* **Data for review**
※

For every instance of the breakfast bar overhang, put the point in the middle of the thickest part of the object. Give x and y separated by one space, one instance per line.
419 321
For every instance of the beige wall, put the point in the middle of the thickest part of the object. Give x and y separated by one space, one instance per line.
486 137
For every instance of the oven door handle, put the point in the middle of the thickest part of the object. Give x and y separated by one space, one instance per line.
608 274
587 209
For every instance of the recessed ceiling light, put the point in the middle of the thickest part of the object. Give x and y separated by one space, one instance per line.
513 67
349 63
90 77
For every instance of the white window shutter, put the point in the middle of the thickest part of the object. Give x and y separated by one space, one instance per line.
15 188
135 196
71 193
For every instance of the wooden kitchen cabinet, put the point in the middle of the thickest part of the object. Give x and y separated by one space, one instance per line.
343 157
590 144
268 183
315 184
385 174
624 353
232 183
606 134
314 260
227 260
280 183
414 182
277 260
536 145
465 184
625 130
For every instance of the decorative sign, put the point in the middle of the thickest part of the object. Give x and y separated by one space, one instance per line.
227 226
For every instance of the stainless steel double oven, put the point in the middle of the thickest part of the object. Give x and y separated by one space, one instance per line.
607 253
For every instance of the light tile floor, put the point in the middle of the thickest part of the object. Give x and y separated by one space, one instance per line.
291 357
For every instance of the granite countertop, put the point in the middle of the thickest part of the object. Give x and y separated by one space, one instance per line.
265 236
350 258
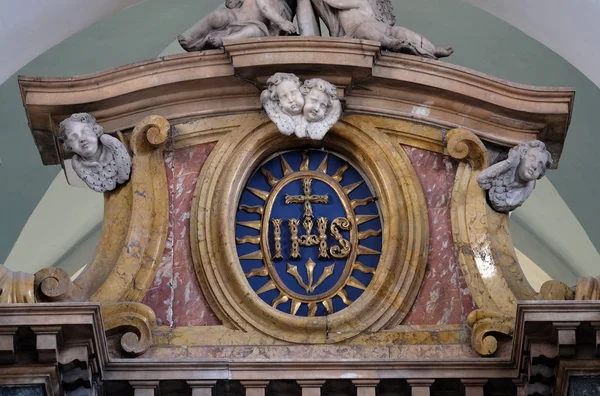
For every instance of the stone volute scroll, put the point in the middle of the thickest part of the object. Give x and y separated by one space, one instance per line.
240 19
510 182
307 110
100 160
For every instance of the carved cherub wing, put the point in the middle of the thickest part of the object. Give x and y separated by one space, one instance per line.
121 160
233 3
384 11
495 174
317 130
284 122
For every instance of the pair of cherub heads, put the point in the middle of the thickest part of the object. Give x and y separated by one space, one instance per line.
307 110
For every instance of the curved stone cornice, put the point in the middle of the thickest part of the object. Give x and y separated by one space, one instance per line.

※

* **To do**
Every line from the one containing "For every instance of the carved" through the last line of the entries should be output exactly; nothing else belongs in the reply.

* **Result**
For every instance of the carved cherub wing, put the point in the middle of the thickest part of the object. Give x and y separated by one space, one instance per line.
121 160
233 3
384 11
495 174
317 130
284 122
For every instance of the pair of cherub heads, put the point in the middle of the thickest part of the object. Give x and y separated by one space, one instance per line.
307 110
For every instance of the curved stone cornice, put the point in the middle of the thickest part of the object. Give x and y separated by one space, one instance per line.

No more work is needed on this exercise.